Pour chacune des affirmations suivantes, dites par oui ou par non si elle concorde avec l'article sur James McCormick, et citez mot pour mot les termes de l'article qui tranchent la question. (a) James McCormick a été condamné à dix ans de prison pour fraude. (b) L'appareil vendu par James McCormick était censé détecter des explosifs dans un rayon de cent mètres. (c) L'enquête qui a dévoilé le mensonge a été menée par la police de Londres.

__Texte fourni__:
......
Um mentiroso bem sucedido no antiterrorismo - Le Monde

James McCormick, détecteur gadget
Par Christophe Ayad et Eric Albert
Le Monde, 04.05.2013

A Londres,
La défense de James McCormick s'est finalement révélée aussi vide que ses détecteurs d'explosifs. Après trois ans et demi d'enquête de la police du comté de Somerset, le mensonge de ce Britannique de 57 ans a fini par être dévoilé. Jeudi 2 mai, il a été condamné à dix années de prison pour fraude. Mais combien de morts a-t-il sur la conscience ?

Comme tous les bons mensonges, celui de James McCormick était suffisamment énorme pour être crédible. L'homme d'affaires déclarait avoir inventé une technologie révolutionnaire qui permettait de détecter des explosifs dans un rayon d'un kilomètre. Un véritable rêve pour les services de sécurité du monde entier. Il suffisait de tenir dans ses mains un boîtier semblable à un gros allume-gaz, et sa longue antenne, similaire à celle d'un poste de radio, se dirigeait irrésistiblement là où se trouvait la bombe. Mieux encore, l'Advanced Detecting Equipment (ADE), un nom suffisamment abscons pour paraître réaliste, pouvait aussi détecter de la drogue, de l'ivoire, des billets de banque ou toute autre substance, voire des êtres humains.
Le tout avec une simplicité d'utilisation désarçonnante. Il suffisait de mettre un petit morceau du type d'explosif ou du matériau à détecter dans une jarre en verre ; placer un petit autocollant dedans, pour qu'il en absorbe les vapeurs ; coller l'autocollant sur une carte en plastique à glisser dans l'appareil ; et voilà, c'était prêt ! Ne restait plus qu'aux agents de sécurité à se promener, boîtier en main, pour déjouer aisément toute tentative d'assassinat ou de contrebande.
......
[Entrées enregistrées]
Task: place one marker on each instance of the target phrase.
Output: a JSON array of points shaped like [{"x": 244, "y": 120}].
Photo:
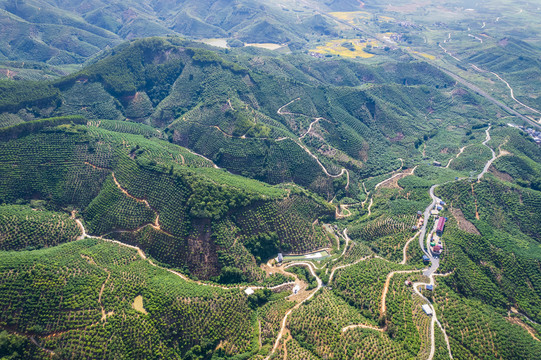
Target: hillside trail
[
  {"x": 511, "y": 91},
  {"x": 434, "y": 261},
  {"x": 487, "y": 165},
  {"x": 284, "y": 320},
  {"x": 143, "y": 256},
  {"x": 201, "y": 156},
  {"x": 383, "y": 306},
  {"x": 457, "y": 155},
  {"x": 281, "y": 111},
  {"x": 405, "y": 250}
]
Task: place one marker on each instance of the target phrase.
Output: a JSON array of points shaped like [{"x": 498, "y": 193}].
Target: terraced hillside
[
  {"x": 263, "y": 116},
  {"x": 355, "y": 183},
  {"x": 150, "y": 193}
]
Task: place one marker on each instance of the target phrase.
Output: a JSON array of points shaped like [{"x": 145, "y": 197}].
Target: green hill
[{"x": 123, "y": 185}]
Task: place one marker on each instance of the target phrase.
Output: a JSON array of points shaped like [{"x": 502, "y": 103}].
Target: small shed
[{"x": 427, "y": 309}]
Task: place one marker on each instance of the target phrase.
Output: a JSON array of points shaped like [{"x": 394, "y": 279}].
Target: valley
[{"x": 270, "y": 180}]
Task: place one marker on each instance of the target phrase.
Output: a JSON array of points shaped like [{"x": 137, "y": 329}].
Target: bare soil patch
[{"x": 463, "y": 223}]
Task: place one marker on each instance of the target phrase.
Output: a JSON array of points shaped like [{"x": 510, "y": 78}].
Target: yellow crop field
[
  {"x": 336, "y": 47},
  {"x": 428, "y": 56}
]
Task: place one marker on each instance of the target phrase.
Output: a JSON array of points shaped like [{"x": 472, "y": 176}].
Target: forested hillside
[
  {"x": 261, "y": 116},
  {"x": 310, "y": 179}
]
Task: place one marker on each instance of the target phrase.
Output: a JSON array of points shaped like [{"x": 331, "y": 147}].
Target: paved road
[
  {"x": 487, "y": 165},
  {"x": 487, "y": 96},
  {"x": 434, "y": 262}
]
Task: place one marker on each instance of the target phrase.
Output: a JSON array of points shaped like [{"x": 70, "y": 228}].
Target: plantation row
[
  {"x": 24, "y": 228},
  {"x": 384, "y": 226},
  {"x": 477, "y": 330},
  {"x": 123, "y": 182},
  {"x": 362, "y": 285},
  {"x": 56, "y": 292}
]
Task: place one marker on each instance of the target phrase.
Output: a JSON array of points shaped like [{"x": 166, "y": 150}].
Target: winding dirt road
[{"x": 281, "y": 111}]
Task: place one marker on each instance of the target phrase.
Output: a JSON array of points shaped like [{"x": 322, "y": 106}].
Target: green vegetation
[
  {"x": 190, "y": 167},
  {"x": 24, "y": 228}
]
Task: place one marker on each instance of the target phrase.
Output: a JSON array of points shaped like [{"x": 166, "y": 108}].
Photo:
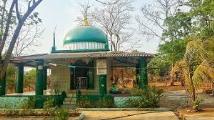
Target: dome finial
[{"x": 85, "y": 21}]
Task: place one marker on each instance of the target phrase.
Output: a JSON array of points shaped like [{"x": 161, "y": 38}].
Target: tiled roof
[{"x": 82, "y": 55}]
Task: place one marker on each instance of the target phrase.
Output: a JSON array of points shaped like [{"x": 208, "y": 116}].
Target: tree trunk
[{"x": 171, "y": 76}]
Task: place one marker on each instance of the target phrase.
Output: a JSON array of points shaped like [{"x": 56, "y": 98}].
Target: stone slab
[{"x": 129, "y": 115}]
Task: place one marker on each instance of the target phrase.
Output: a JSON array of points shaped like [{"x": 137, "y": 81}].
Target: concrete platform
[{"x": 129, "y": 115}]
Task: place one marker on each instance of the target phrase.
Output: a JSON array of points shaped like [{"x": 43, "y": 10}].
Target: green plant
[
  {"x": 61, "y": 114},
  {"x": 29, "y": 104},
  {"x": 196, "y": 104},
  {"x": 136, "y": 92},
  {"x": 148, "y": 98},
  {"x": 105, "y": 103},
  {"x": 49, "y": 103},
  {"x": 91, "y": 101}
]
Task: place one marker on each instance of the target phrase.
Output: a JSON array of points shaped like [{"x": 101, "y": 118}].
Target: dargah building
[{"x": 85, "y": 66}]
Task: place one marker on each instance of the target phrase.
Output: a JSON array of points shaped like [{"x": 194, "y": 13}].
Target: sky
[{"x": 61, "y": 14}]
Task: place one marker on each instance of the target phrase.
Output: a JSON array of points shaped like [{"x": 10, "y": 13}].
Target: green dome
[
  {"x": 86, "y": 38},
  {"x": 85, "y": 34}
]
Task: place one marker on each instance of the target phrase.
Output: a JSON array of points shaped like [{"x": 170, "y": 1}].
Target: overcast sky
[{"x": 62, "y": 15}]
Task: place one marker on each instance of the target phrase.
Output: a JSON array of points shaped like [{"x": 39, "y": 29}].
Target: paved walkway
[{"x": 129, "y": 115}]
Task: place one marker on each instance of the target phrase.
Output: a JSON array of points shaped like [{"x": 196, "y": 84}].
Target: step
[{"x": 69, "y": 106}]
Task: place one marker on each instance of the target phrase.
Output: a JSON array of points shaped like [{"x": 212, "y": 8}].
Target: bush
[
  {"x": 93, "y": 101},
  {"x": 148, "y": 98},
  {"x": 61, "y": 114},
  {"x": 29, "y": 104},
  {"x": 136, "y": 92}
]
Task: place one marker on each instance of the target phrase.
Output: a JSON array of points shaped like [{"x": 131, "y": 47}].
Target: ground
[
  {"x": 174, "y": 97},
  {"x": 129, "y": 115}
]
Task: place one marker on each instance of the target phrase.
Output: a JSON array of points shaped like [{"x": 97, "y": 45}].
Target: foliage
[
  {"x": 29, "y": 104},
  {"x": 12, "y": 102},
  {"x": 61, "y": 114},
  {"x": 196, "y": 104},
  {"x": 49, "y": 103},
  {"x": 95, "y": 101},
  {"x": 136, "y": 92},
  {"x": 149, "y": 98},
  {"x": 169, "y": 53}
]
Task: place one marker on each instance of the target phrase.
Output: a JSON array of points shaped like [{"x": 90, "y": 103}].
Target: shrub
[
  {"x": 49, "y": 103},
  {"x": 29, "y": 104},
  {"x": 61, "y": 114},
  {"x": 148, "y": 98},
  {"x": 136, "y": 92},
  {"x": 91, "y": 101}
]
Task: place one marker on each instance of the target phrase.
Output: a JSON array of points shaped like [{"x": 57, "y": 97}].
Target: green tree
[{"x": 20, "y": 18}]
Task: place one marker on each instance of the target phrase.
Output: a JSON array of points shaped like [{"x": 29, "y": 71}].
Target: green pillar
[
  {"x": 91, "y": 75},
  {"x": 45, "y": 77},
  {"x": 102, "y": 84},
  {"x": 39, "y": 84},
  {"x": 143, "y": 80},
  {"x": 3, "y": 86},
  {"x": 39, "y": 78},
  {"x": 19, "y": 78}
]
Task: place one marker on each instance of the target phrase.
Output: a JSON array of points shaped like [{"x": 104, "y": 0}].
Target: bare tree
[
  {"x": 27, "y": 39},
  {"x": 84, "y": 9},
  {"x": 151, "y": 20},
  {"x": 114, "y": 17},
  {"x": 21, "y": 19}
]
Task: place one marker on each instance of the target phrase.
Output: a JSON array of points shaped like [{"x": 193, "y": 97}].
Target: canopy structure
[{"x": 29, "y": 60}]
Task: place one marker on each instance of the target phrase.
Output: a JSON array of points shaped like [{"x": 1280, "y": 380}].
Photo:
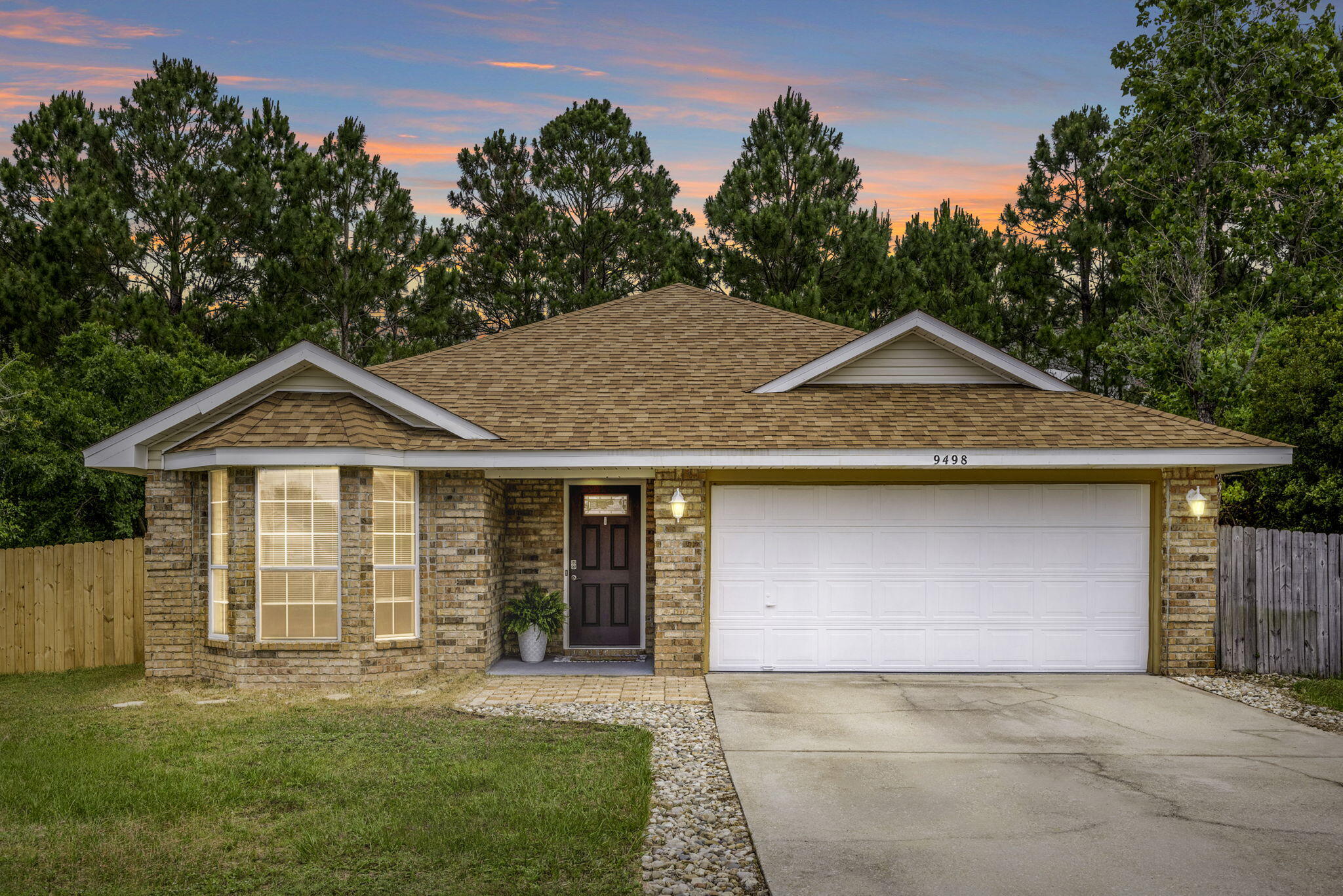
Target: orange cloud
[
  {"x": 49, "y": 24},
  {"x": 412, "y": 152},
  {"x": 544, "y": 66}
]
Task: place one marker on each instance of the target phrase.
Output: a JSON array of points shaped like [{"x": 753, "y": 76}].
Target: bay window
[
  {"x": 298, "y": 554},
  {"x": 395, "y": 546}
]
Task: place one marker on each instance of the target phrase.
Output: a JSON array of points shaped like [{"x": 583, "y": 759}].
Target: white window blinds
[{"x": 298, "y": 554}]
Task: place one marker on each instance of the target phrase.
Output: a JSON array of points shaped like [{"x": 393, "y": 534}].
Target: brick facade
[
  {"x": 679, "y": 568},
  {"x": 175, "y": 573},
  {"x": 484, "y": 540},
  {"x": 1189, "y": 574}
]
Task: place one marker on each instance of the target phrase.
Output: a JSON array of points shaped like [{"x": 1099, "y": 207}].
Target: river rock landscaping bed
[
  {"x": 697, "y": 838},
  {"x": 1268, "y": 692}
]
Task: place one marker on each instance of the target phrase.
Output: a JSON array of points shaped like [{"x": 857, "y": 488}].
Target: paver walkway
[{"x": 502, "y": 690}]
......
__Tâche accomplie__:
(a) Oui : « il a été condamné à dix années de prison pour fraude ».
(b) Non : « détecter des explosifs dans un rayon d'un kilomètre ».
(c) Non : « Après trois ans et demi d'enquête de la police du comté de Somerset ».